[Data records]

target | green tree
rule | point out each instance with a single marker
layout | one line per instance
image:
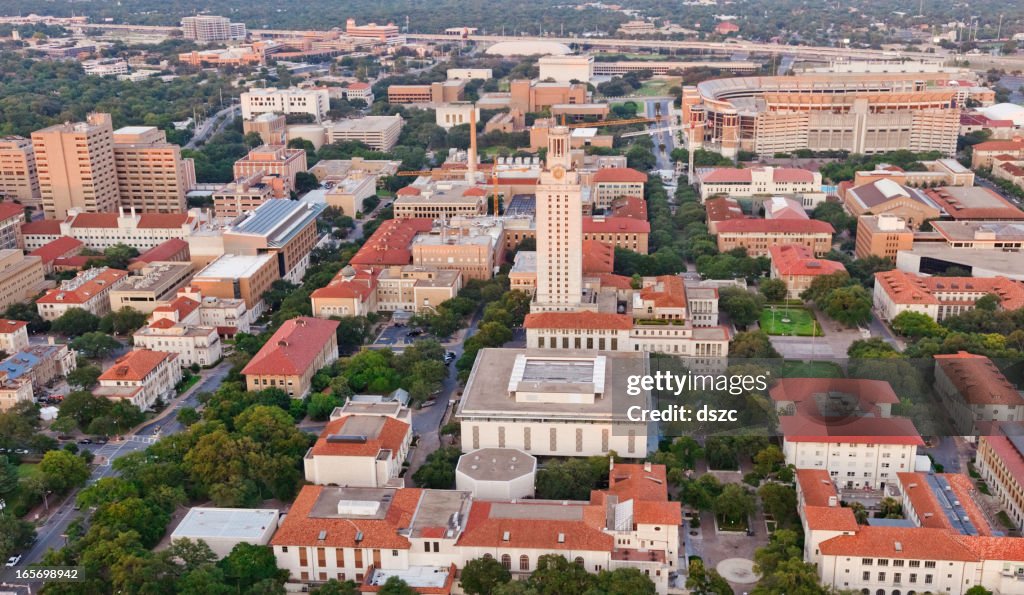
(742, 306)
(916, 325)
(480, 576)
(96, 345)
(395, 586)
(75, 323)
(437, 471)
(124, 322)
(735, 504)
(850, 305)
(61, 470)
(773, 289)
(625, 581)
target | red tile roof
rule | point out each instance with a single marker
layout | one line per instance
(135, 366)
(585, 321)
(633, 207)
(62, 246)
(164, 251)
(42, 227)
(8, 327)
(391, 436)
(860, 430)
(293, 348)
(620, 175)
(989, 145)
(487, 527)
(775, 226)
(906, 288)
(390, 243)
(301, 527)
(598, 257)
(8, 210)
(978, 380)
(798, 260)
(668, 291)
(906, 543)
(601, 224)
(86, 291)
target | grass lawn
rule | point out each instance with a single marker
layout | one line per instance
(724, 524)
(797, 369)
(790, 321)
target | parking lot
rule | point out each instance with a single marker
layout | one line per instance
(396, 337)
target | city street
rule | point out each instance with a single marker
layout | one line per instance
(50, 534)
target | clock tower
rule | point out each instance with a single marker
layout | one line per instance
(559, 229)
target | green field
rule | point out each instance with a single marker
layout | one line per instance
(790, 321)
(797, 369)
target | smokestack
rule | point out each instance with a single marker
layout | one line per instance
(471, 158)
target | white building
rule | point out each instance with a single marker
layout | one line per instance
(365, 451)
(222, 528)
(314, 101)
(566, 69)
(553, 404)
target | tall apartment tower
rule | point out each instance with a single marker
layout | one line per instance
(76, 166)
(559, 229)
(18, 178)
(152, 175)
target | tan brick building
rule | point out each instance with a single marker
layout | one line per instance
(299, 348)
(76, 166)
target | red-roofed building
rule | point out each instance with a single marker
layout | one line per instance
(975, 391)
(940, 297)
(598, 257)
(364, 451)
(390, 244)
(13, 335)
(632, 207)
(289, 359)
(758, 236)
(983, 153)
(1000, 463)
(100, 230)
(613, 182)
(11, 218)
(619, 231)
(88, 291)
(62, 247)
(141, 377)
(760, 180)
(797, 266)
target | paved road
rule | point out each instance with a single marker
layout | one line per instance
(214, 124)
(50, 535)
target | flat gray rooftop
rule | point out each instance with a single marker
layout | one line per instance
(225, 522)
(486, 391)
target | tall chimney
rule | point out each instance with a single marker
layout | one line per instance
(471, 158)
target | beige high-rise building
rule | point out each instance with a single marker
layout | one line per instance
(559, 229)
(76, 166)
(18, 178)
(152, 175)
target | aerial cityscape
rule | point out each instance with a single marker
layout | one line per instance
(720, 297)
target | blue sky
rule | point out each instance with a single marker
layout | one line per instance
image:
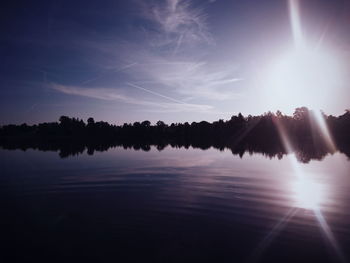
(171, 60)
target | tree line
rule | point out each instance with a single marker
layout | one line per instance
(264, 133)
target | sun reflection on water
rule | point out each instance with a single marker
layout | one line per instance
(308, 194)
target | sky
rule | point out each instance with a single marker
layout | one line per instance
(171, 60)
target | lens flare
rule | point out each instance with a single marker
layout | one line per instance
(308, 194)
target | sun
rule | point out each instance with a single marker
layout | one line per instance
(301, 77)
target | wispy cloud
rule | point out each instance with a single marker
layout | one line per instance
(178, 23)
(110, 94)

[TASK STATEMENT] Please say how many lines of the records contain the word "green", giving the number by itself.

[RESULT OF THE EXERCISE] 2